(Box-labeled dataset extracts)
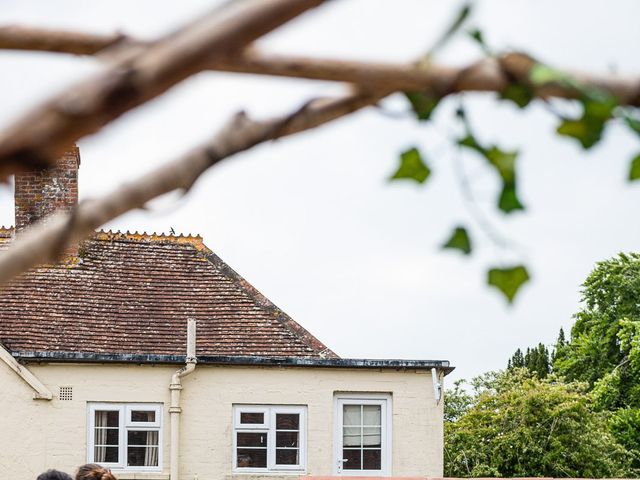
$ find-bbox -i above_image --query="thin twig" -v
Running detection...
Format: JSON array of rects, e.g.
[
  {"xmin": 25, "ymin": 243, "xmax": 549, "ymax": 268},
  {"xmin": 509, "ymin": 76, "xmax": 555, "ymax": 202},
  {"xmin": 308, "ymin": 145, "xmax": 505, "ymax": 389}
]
[
  {"xmin": 0, "ymin": 0, "xmax": 324, "ymax": 181},
  {"xmin": 0, "ymin": 26, "xmax": 640, "ymax": 106},
  {"xmin": 0, "ymin": 87, "xmax": 379, "ymax": 283}
]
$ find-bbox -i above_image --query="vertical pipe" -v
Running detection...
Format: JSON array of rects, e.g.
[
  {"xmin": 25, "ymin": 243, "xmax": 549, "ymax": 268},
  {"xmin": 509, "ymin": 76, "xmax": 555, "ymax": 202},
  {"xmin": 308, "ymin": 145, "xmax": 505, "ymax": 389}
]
[{"xmin": 169, "ymin": 318, "xmax": 198, "ymax": 480}]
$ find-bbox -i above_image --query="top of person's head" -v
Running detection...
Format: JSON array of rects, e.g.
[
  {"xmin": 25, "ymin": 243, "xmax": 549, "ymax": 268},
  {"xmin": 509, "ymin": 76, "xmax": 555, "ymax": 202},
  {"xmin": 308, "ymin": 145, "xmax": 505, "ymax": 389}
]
[
  {"xmin": 36, "ymin": 469, "xmax": 73, "ymax": 480},
  {"xmin": 76, "ymin": 463, "xmax": 117, "ymax": 480}
]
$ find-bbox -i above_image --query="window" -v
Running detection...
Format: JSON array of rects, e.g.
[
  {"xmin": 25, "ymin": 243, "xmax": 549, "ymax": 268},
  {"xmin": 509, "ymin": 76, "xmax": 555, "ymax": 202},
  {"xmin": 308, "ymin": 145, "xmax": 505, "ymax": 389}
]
[
  {"xmin": 334, "ymin": 394, "xmax": 391, "ymax": 475},
  {"xmin": 233, "ymin": 405, "xmax": 306, "ymax": 472},
  {"xmin": 87, "ymin": 403, "xmax": 162, "ymax": 470}
]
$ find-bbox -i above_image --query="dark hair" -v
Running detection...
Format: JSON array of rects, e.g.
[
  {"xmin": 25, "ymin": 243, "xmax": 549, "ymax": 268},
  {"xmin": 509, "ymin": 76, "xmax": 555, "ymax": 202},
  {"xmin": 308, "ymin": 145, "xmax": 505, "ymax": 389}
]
[
  {"xmin": 76, "ymin": 463, "xmax": 118, "ymax": 480},
  {"xmin": 36, "ymin": 469, "xmax": 73, "ymax": 480}
]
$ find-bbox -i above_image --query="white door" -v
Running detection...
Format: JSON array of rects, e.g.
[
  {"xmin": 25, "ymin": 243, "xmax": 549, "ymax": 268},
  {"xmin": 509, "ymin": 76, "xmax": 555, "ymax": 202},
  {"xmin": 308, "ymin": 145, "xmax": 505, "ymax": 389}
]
[{"xmin": 334, "ymin": 396, "xmax": 391, "ymax": 476}]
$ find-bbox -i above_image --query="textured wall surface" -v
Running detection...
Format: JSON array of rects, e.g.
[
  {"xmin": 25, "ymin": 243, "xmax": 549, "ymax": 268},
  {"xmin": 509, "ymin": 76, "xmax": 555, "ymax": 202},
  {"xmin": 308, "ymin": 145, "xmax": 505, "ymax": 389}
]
[
  {"xmin": 0, "ymin": 364, "xmax": 442, "ymax": 480},
  {"xmin": 15, "ymin": 147, "xmax": 80, "ymax": 231}
]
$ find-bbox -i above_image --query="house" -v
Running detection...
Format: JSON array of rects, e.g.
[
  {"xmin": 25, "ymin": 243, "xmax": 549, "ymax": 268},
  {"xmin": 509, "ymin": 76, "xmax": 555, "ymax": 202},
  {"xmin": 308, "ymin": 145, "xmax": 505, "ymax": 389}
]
[{"xmin": 0, "ymin": 147, "xmax": 453, "ymax": 480}]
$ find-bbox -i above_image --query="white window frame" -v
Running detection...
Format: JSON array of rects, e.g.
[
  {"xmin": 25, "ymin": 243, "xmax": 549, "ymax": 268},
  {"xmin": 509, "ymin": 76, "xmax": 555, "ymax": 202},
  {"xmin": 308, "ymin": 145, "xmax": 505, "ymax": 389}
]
[
  {"xmin": 87, "ymin": 402, "xmax": 163, "ymax": 472},
  {"xmin": 231, "ymin": 404, "xmax": 307, "ymax": 474},
  {"xmin": 333, "ymin": 393, "xmax": 393, "ymax": 477}
]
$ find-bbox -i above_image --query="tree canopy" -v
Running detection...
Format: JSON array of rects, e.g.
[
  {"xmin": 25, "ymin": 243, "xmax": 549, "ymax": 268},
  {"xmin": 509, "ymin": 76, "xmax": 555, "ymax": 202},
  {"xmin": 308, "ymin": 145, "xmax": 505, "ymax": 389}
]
[
  {"xmin": 445, "ymin": 368, "xmax": 637, "ymax": 478},
  {"xmin": 500, "ymin": 253, "xmax": 640, "ymax": 469}
]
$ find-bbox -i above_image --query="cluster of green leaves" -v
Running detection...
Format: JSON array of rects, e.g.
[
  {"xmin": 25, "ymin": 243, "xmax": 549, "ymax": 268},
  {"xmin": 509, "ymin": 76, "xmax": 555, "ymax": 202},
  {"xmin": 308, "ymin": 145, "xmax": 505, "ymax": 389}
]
[
  {"xmin": 507, "ymin": 343, "xmax": 551, "ymax": 379},
  {"xmin": 508, "ymin": 253, "xmax": 640, "ymax": 469},
  {"xmin": 444, "ymin": 369, "xmax": 638, "ymax": 478},
  {"xmin": 384, "ymin": 4, "xmax": 640, "ymax": 303}
]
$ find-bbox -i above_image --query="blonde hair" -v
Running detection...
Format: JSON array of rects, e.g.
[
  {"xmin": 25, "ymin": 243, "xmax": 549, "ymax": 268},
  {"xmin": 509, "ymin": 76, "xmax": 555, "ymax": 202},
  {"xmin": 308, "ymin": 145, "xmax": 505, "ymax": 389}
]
[{"xmin": 76, "ymin": 463, "xmax": 118, "ymax": 480}]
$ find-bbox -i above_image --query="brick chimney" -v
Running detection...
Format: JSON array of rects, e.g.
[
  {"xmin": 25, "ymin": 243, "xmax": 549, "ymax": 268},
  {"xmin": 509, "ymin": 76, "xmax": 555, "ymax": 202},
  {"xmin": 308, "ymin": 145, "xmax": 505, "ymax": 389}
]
[{"xmin": 15, "ymin": 146, "xmax": 80, "ymax": 233}]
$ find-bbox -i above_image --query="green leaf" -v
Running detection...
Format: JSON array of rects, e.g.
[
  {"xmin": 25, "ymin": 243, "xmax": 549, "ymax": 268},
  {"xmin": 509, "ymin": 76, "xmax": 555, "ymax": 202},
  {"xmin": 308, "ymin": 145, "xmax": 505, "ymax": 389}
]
[
  {"xmin": 484, "ymin": 146, "xmax": 518, "ymax": 183},
  {"xmin": 442, "ymin": 227, "xmax": 472, "ymax": 255},
  {"xmin": 458, "ymin": 132, "xmax": 524, "ymax": 213},
  {"xmin": 500, "ymin": 83, "xmax": 533, "ymax": 108},
  {"xmin": 487, "ymin": 265, "xmax": 530, "ymax": 303},
  {"xmin": 529, "ymin": 63, "xmax": 575, "ymax": 86},
  {"xmin": 556, "ymin": 95, "xmax": 617, "ymax": 149},
  {"xmin": 390, "ymin": 148, "xmax": 431, "ymax": 183},
  {"xmin": 405, "ymin": 92, "xmax": 440, "ymax": 120},
  {"xmin": 467, "ymin": 28, "xmax": 490, "ymax": 53},
  {"xmin": 498, "ymin": 182, "xmax": 524, "ymax": 213},
  {"xmin": 623, "ymin": 113, "xmax": 640, "ymax": 135},
  {"xmin": 629, "ymin": 153, "xmax": 640, "ymax": 182}
]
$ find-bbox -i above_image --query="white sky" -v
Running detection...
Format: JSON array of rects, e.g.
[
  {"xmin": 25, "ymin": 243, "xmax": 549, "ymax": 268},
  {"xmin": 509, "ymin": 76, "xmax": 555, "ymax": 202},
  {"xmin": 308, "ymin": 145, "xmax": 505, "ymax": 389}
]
[{"xmin": 0, "ymin": 0, "xmax": 640, "ymax": 380}]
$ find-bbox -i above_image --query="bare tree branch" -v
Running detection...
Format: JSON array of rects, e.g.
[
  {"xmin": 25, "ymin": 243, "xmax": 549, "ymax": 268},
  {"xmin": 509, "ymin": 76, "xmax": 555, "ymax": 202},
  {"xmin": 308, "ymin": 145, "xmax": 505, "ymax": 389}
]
[
  {"xmin": 0, "ymin": 26, "xmax": 640, "ymax": 106},
  {"xmin": 0, "ymin": 0, "xmax": 324, "ymax": 180},
  {"xmin": 0, "ymin": 87, "xmax": 389, "ymax": 284}
]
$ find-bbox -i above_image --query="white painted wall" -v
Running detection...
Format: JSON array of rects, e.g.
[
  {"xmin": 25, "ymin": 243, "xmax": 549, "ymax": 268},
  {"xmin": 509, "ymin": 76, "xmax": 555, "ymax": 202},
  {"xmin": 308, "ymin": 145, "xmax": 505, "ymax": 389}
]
[{"xmin": 0, "ymin": 364, "xmax": 443, "ymax": 480}]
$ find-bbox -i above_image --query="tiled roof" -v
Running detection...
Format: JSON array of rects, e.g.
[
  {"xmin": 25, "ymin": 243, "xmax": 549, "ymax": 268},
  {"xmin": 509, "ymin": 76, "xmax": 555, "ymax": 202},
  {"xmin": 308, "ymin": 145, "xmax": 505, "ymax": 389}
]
[{"xmin": 0, "ymin": 229, "xmax": 336, "ymax": 358}]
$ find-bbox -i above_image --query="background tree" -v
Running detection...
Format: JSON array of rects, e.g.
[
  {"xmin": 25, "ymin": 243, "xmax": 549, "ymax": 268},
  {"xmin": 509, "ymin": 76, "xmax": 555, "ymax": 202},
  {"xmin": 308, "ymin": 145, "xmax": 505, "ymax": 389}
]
[
  {"xmin": 445, "ymin": 369, "xmax": 638, "ymax": 478},
  {"xmin": 507, "ymin": 253, "xmax": 640, "ymax": 469}
]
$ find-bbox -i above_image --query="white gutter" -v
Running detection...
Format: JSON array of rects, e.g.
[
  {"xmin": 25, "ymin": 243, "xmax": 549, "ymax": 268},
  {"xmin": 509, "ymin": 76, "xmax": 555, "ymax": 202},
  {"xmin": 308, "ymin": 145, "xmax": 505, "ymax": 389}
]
[
  {"xmin": 169, "ymin": 318, "xmax": 198, "ymax": 480},
  {"xmin": 0, "ymin": 344, "xmax": 53, "ymax": 400}
]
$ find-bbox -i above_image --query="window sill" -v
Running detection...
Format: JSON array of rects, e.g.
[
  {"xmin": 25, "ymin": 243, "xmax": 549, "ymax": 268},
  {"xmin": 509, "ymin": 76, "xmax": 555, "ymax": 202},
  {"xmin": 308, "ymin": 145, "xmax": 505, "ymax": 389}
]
[
  {"xmin": 225, "ymin": 471, "xmax": 306, "ymax": 480},
  {"xmin": 113, "ymin": 470, "xmax": 171, "ymax": 480}
]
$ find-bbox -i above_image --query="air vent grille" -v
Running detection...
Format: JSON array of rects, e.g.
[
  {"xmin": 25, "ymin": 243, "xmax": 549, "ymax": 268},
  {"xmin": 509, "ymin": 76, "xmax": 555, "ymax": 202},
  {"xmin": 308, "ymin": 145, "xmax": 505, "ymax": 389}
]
[{"xmin": 59, "ymin": 387, "xmax": 73, "ymax": 400}]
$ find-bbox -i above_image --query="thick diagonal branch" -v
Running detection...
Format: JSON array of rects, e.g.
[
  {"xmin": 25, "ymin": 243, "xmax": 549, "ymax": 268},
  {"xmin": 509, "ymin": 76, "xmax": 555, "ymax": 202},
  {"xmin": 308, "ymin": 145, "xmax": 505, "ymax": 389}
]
[
  {"xmin": 0, "ymin": 87, "xmax": 388, "ymax": 283},
  {"xmin": 0, "ymin": 0, "xmax": 324, "ymax": 180},
  {"xmin": 0, "ymin": 26, "xmax": 640, "ymax": 106}
]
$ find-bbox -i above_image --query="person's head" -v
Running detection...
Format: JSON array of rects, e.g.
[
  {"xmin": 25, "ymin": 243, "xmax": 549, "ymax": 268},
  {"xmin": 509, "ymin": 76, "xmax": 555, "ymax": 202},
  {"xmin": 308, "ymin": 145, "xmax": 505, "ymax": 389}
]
[
  {"xmin": 76, "ymin": 463, "xmax": 117, "ymax": 480},
  {"xmin": 36, "ymin": 469, "xmax": 73, "ymax": 480}
]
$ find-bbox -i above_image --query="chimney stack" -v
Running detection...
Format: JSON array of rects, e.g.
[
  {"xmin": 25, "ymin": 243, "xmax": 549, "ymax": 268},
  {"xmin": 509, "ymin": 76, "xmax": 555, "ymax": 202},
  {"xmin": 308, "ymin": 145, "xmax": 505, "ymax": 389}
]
[{"xmin": 15, "ymin": 146, "xmax": 80, "ymax": 233}]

(REQUEST):
Report every line in the records above that contains the string "chimney", copying each line in full. Case counts.

(RESULT FOR THIS EXERCISE):
$ find-bbox -i above_image --query="brick chimney" -v
$ find-bbox -i above_image --query="chimney stack" -v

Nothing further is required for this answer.